START Excerpted passage

Furthermore, while Kendrick may be tasked with "leading the hip-hop renaissance" in today's game as Lucas notes, a new messiah will surely arise if Kendrick falls. Admittedly, it has been a while since anyone donned the role of "savior of hip-hop" in quite the scale that Kendrick has since GKMC, but hip-hop music always has and always will have "saviors." Hardcore Royce fans were calling him the second coming when he hit the scene; Kendrick doubters today look to Killer Mike or Freddie Gibs or Joey Bada$$ or Action Bronson or any other number of MCs as the messiah who will "save the game." This is just one of hip-hop's peculiar fascinations, and it will continue even if one hero falls. Any of the above MCs may step in to the limelight, or maybe Krit continues to put things together in more accessible ways, or maybe Cole keeps improving, or maybe Cheesy Mac will somehow get even doper and take on the mantle of "hip-hop savior" for 15 minutes.

In any case, if Kendrick falls, someone will take his place. Rap music inspires intense emotional connections between MCs and listeners, and this relationship will continue to produce fans who see MC X or Y as the leader of a new "hip-hop renaissance."

Kendrick is Big; Hip-hop is Bigger.

END Excerpted passage

Goals
1. Which rappers does the hip-hop text say "Kendrick doubters today look to" as the messiah? List them.
2. Continue the text about hip-hop's "saviors," starting after the line "Kendrick is Big; Hip-hop is Bigger."
The entries that follow come from a separate source and are unrelated to the hip-hop text.

START Dataset

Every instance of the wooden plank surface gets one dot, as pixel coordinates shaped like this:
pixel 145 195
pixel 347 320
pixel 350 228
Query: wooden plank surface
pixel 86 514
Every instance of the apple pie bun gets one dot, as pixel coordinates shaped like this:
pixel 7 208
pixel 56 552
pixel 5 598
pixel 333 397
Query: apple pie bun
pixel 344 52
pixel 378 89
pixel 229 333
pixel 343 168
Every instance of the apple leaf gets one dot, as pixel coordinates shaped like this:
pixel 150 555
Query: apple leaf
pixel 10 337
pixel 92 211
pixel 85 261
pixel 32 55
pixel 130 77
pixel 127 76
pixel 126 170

END Dataset

Exercise results
1. Killer Mike, Freddie Gibs, Joey Bada$$, Action Bronson

2.
I have a very schizophrenic relationship with my Kendrick Standom, one week calling him Nas 2.0/Greatest Alive and the next feeling like his music sucks for not having a more progressive message. At this point, I am starting to feel more and more like his album may let me down. The controversy around his Billboard statements about race and society prove that he may not be as in tune with what needs to be said as he once was. And his music will likely suffer as a result. But so what?

Lucas paints a (at times sarcastic) doomsday scenario as the likely "what if" following a potential flop from Kendrick Lamar's second album, but I am confident in predicting one last thing about hip-hop in 2015: no matter what Kendrick does, the game will go on. Yes, his album's reception will have some major ripples throughout the industry. Yes, the artist himself may lose the pedestal we have built for him. But one way or another, hip-hop music is a lot bigger than one phenomenal MC, and the show will go on.